* [Provided data]
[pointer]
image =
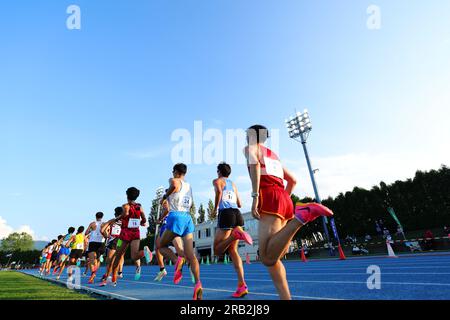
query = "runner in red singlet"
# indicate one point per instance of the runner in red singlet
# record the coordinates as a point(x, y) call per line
point(132, 218)
point(273, 207)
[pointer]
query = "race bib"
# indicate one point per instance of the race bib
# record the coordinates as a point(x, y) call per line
point(229, 196)
point(115, 231)
point(274, 168)
point(186, 203)
point(134, 223)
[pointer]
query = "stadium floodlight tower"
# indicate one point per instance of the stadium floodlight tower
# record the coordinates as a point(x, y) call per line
point(299, 126)
point(159, 195)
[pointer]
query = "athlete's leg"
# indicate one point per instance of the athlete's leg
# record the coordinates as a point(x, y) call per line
point(166, 238)
point(237, 262)
point(110, 258)
point(120, 253)
point(188, 242)
point(136, 254)
point(92, 261)
point(270, 228)
point(274, 237)
point(178, 244)
point(122, 261)
point(159, 256)
point(222, 241)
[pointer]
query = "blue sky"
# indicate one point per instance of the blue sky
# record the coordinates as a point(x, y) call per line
point(87, 113)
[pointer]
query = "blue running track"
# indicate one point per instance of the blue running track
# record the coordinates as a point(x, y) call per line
point(419, 277)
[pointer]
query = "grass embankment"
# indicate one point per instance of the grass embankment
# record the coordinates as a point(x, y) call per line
point(18, 286)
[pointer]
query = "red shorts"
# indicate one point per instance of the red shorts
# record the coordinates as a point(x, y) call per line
point(129, 235)
point(276, 201)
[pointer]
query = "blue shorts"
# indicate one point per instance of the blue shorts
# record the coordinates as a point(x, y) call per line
point(180, 223)
point(64, 252)
point(163, 228)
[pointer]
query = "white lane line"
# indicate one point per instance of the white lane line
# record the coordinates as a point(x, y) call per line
point(313, 273)
point(343, 282)
point(228, 291)
point(110, 294)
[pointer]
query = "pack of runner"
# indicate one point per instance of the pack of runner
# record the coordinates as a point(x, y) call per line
point(279, 220)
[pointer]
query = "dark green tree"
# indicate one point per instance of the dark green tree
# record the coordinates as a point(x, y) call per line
point(17, 242)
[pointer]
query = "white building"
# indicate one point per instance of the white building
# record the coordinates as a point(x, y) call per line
point(205, 232)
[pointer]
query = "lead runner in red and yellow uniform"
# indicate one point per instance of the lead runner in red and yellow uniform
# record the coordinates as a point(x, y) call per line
point(273, 207)
point(132, 218)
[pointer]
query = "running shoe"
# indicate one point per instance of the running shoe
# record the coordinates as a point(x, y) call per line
point(309, 212)
point(241, 291)
point(192, 276)
point(240, 234)
point(161, 275)
point(198, 291)
point(179, 270)
point(114, 280)
point(148, 255)
point(91, 279)
point(137, 276)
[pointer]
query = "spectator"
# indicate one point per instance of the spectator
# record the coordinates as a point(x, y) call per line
point(386, 233)
point(378, 228)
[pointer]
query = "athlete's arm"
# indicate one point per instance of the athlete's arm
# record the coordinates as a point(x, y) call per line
point(174, 183)
point(126, 210)
point(291, 180)
point(218, 191)
point(166, 211)
point(105, 231)
point(254, 169)
point(143, 218)
point(238, 198)
point(89, 229)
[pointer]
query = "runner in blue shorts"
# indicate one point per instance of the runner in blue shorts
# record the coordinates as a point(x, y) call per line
point(166, 252)
point(180, 224)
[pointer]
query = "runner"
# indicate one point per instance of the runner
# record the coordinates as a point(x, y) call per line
point(111, 231)
point(78, 244)
point(56, 254)
point(166, 251)
point(49, 261)
point(43, 259)
point(132, 218)
point(180, 224)
point(96, 245)
point(65, 251)
point(273, 207)
point(230, 223)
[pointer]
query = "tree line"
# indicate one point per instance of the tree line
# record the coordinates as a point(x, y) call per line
point(422, 202)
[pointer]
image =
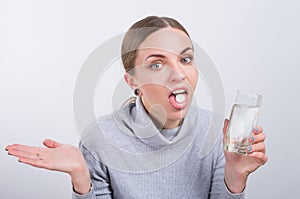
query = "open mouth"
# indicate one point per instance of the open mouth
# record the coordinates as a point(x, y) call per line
point(178, 98)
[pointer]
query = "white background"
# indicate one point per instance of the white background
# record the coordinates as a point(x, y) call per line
point(254, 44)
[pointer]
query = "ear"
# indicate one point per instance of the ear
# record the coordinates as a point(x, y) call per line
point(130, 81)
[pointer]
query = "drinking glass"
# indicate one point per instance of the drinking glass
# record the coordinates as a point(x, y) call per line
point(242, 121)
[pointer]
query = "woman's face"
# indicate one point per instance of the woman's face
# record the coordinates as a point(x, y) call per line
point(165, 75)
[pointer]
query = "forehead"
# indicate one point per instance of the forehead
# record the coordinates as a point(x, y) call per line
point(169, 39)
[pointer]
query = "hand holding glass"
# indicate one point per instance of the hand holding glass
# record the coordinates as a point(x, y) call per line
point(242, 121)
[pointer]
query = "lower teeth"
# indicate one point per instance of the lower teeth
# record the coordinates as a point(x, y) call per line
point(180, 98)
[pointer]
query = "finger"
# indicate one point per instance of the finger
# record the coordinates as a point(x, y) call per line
point(257, 130)
point(255, 138)
point(23, 154)
point(29, 149)
point(261, 158)
point(51, 143)
point(225, 125)
point(33, 162)
point(226, 121)
point(258, 147)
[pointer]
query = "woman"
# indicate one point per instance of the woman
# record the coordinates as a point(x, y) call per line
point(157, 54)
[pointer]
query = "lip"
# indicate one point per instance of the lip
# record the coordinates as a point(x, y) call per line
point(179, 88)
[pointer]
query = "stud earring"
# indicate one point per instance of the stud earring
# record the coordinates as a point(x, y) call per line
point(137, 92)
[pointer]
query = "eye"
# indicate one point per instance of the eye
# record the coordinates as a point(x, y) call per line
point(156, 66)
point(187, 59)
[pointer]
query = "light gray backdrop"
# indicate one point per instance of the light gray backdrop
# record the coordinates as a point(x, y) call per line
point(254, 44)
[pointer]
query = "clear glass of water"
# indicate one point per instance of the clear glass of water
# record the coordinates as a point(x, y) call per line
point(242, 121)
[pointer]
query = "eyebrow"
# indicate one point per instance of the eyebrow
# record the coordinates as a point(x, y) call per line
point(162, 56)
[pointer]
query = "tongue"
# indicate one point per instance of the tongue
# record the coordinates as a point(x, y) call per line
point(177, 101)
point(180, 98)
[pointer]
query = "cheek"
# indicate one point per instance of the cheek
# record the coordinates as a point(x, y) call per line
point(192, 77)
point(153, 92)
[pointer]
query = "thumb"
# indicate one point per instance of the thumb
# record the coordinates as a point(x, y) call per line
point(226, 121)
point(51, 143)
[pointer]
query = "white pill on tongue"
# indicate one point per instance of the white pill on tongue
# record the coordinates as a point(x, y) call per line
point(180, 98)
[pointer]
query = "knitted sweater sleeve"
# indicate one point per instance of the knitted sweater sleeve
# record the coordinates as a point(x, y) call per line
point(99, 177)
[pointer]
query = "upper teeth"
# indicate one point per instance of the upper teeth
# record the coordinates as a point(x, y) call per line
point(179, 92)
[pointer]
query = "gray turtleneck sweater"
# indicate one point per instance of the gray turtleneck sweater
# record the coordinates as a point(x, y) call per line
point(129, 158)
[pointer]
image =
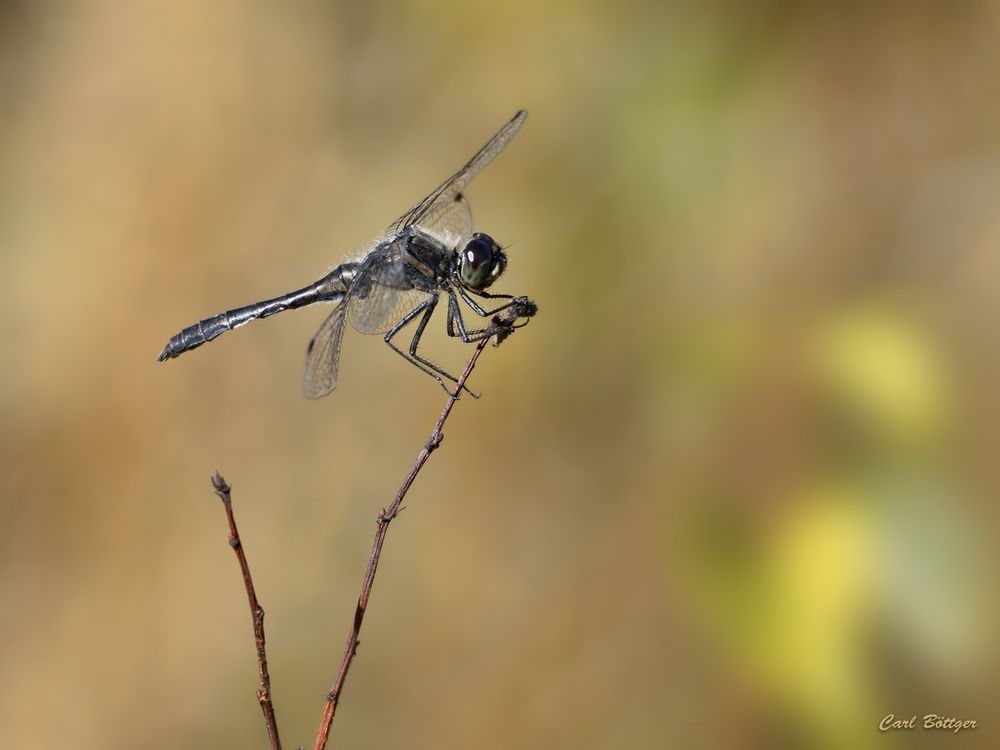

* [Your task] Return every line of the material above that contains the string "track". Case counts.

* [Output for this task]
query = "blue running track"
# indicate one point per instance of the blue running track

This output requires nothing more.